* **WHAT NEEDS TO BE DONE**
Reproduce the data exactly as it stands.

* **Stored data entries**

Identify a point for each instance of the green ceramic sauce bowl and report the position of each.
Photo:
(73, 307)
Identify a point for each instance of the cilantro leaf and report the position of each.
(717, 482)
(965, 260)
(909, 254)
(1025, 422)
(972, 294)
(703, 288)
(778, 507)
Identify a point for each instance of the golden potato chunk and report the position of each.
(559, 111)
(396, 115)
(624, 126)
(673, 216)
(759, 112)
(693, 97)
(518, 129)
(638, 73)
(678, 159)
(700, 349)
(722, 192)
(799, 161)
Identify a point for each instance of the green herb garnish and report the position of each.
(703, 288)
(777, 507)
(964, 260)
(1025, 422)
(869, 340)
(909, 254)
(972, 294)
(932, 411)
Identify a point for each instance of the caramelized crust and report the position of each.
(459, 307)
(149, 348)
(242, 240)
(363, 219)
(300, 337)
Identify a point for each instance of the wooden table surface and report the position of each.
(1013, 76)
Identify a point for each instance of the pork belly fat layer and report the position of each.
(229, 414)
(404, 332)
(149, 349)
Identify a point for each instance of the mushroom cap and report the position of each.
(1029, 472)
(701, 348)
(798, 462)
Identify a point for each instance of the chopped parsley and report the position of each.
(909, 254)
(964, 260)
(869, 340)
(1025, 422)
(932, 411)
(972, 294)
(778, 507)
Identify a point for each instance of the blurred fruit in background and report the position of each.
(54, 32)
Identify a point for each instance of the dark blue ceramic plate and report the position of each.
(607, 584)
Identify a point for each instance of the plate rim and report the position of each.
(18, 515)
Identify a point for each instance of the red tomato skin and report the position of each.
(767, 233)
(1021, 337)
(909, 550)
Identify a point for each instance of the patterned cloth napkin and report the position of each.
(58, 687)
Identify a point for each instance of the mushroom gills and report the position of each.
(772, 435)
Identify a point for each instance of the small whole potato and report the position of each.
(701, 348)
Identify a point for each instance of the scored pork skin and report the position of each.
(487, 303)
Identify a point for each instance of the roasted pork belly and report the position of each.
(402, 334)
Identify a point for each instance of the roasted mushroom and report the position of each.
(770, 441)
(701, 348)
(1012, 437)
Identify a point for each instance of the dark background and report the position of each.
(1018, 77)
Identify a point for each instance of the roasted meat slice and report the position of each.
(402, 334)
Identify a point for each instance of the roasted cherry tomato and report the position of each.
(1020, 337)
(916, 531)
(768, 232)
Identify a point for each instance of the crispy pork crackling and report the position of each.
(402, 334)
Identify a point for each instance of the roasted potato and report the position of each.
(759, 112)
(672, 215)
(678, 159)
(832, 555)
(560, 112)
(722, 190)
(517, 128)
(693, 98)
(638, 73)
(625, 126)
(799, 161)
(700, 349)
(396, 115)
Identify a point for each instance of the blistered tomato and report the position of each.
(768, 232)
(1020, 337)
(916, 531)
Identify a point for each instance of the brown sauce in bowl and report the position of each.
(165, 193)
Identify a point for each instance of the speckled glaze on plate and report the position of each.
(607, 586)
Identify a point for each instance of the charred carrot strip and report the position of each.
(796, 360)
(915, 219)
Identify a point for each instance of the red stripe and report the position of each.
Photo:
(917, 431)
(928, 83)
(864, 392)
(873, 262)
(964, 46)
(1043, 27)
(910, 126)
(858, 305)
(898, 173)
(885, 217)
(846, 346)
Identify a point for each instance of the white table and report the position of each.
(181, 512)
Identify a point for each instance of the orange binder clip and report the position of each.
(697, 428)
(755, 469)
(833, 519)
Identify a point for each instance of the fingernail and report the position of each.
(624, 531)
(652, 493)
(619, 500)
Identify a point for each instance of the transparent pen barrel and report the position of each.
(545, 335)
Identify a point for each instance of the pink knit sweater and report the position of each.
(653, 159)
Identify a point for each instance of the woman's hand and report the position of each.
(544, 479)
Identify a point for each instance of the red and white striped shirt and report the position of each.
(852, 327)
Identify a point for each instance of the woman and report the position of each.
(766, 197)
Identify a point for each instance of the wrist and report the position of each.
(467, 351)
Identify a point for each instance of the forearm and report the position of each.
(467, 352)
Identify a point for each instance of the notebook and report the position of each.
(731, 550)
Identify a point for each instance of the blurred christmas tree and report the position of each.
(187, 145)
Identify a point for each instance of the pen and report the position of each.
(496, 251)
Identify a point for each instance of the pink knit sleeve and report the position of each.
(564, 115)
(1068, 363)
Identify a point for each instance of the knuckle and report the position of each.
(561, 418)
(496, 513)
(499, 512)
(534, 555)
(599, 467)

* **WRITTEN ANSWER**
Identify a point for each instance of the green ceramic sauce bowl and report the position of each.
Photo:
(73, 307)
Identify a point for each instance of the cilantro leaf and report the position of each.
(717, 482)
(965, 260)
(909, 254)
(1025, 422)
(972, 294)
(703, 288)
(778, 507)
Identify a point for each instance of the golden potato chunk and report the position of each.
(559, 111)
(396, 115)
(624, 126)
(673, 216)
(759, 112)
(693, 97)
(518, 129)
(638, 73)
(678, 159)
(700, 349)
(722, 192)
(799, 161)
Identify a point for each instance of the green herb garnish and report the position of each.
(703, 288)
(777, 507)
(964, 260)
(1025, 422)
(869, 340)
(909, 254)
(972, 294)
(932, 411)
Identify a point for each instance of the caramelized crust and report the position of each.
(459, 307)
(149, 348)
(242, 240)
(363, 219)
(300, 337)
Identify a point for each instance of the wooden table surface and report the position of each.
(1013, 76)
Identify a point for each instance of the pork belly fat layer and report the position of each.
(229, 414)
(404, 332)
(149, 349)
Identify a point for each instance of the mushroom cap and report the position of each.
(1029, 472)
(701, 348)
(798, 462)
Identify a point for each instance of the chopped parsley and report the position of each.
(909, 254)
(964, 260)
(869, 340)
(1025, 422)
(932, 411)
(972, 294)
(778, 507)
Identify a point for each instance of the blurred fruit in background and report the position of each.
(54, 32)
Identify a point for each instance of the dark blue ceramic plate and report the position of each.
(607, 584)
Identify a point for each instance of the plate rim and report the position of each.
(18, 515)
Identify a point for each instance of the red tomato skin and report the position of each.
(767, 233)
(1021, 337)
(909, 550)
Identify a point for each instance of the patterned cloth napkin and report the position of each.
(58, 687)
Identify a point for each instance of the mushroom gills and report the position of each.
(772, 435)
Identify a point for each instance of the small whole potato and report the position of each.
(701, 348)
Identify a point for each instance of the scored pork skin and report the position of each.
(487, 303)
Identify a point for each instance of the roasted pork belly and report the position of each.
(402, 334)
Identify a point for each instance of the roasted mushroom and report the position of each.
(770, 441)
(701, 348)
(1012, 437)
Identify a point for each instance of the dark background and report the position of each.
(1018, 77)
Identify a point for each instance of the roasted meat slice and report the position of each.
(402, 334)
Identify a point for each instance of the roasted cherry tomato and report the position of each.
(1020, 337)
(916, 531)
(768, 232)
Identify a point for each instance of the crispy pork crackling and report the position of each.
(402, 334)
Identify a point for each instance of the roasted potato and report the position of each.
(759, 112)
(672, 215)
(678, 159)
(832, 555)
(560, 112)
(722, 190)
(517, 128)
(693, 98)
(638, 73)
(625, 126)
(799, 161)
(700, 349)
(396, 115)
Identify a point for each instance of the blistered tomato and report the position of each.
(768, 232)
(1020, 337)
(916, 531)
Identify a point for each instance of the brown sauce in bowl and report the position of each.
(165, 193)
Identify a point for each instance of the speckled glaze on plate and report the position of each.
(607, 586)
Identify a point for each instance of the charred carrot strip and report the position of each.
(796, 360)
(915, 219)
Identify a point for each instance of the red stripe and report the position of each.
Photo:
(917, 431)
(928, 83)
(864, 392)
(873, 262)
(964, 46)
(1043, 27)
(910, 126)
(858, 305)
(898, 173)
(885, 217)
(846, 346)
Identify a point for each instance of the white table and report the position of each.
(181, 512)
Identify a point for each instance of the orange binder clip and report the position of each.
(697, 428)
(755, 469)
(833, 519)
Identify a point for each instance of the fingernail and report the position of each.
(624, 531)
(652, 493)
(619, 500)
Identify a point for each instance of the transparent pen barrel and report the position of each.
(545, 335)
Identify a point for each instance of the pink knit sweater and report the position of each.
(653, 159)
Identify a point for each instance of the woman's hand and report the position of each.
(544, 479)
Identify a point for each instance of the red and white striped shirt and report the position of each.
(852, 327)
Identify a point for each instance of the woman and report the position of each.
(766, 197)
Identify a point for each instance of the wrist and report the position of each.
(467, 351)
Identify a point for each instance of the forearm and report the position of each.
(467, 352)
Identify a point for each instance of the notebook and report the position of each.
(731, 550)
Identify a point for each instance of the blurred christmas tree and report the position of each.
(187, 145)
Identify a point for each instance of the pen and report the position of each.
(496, 251)
Identify a point for each instance of the pink knit sleeve and report the position of each.
(564, 115)
(1068, 363)
Identify a point for each instance of the knuckle and report the position of each.
(561, 418)
(496, 513)
(499, 512)
(534, 555)
(599, 467)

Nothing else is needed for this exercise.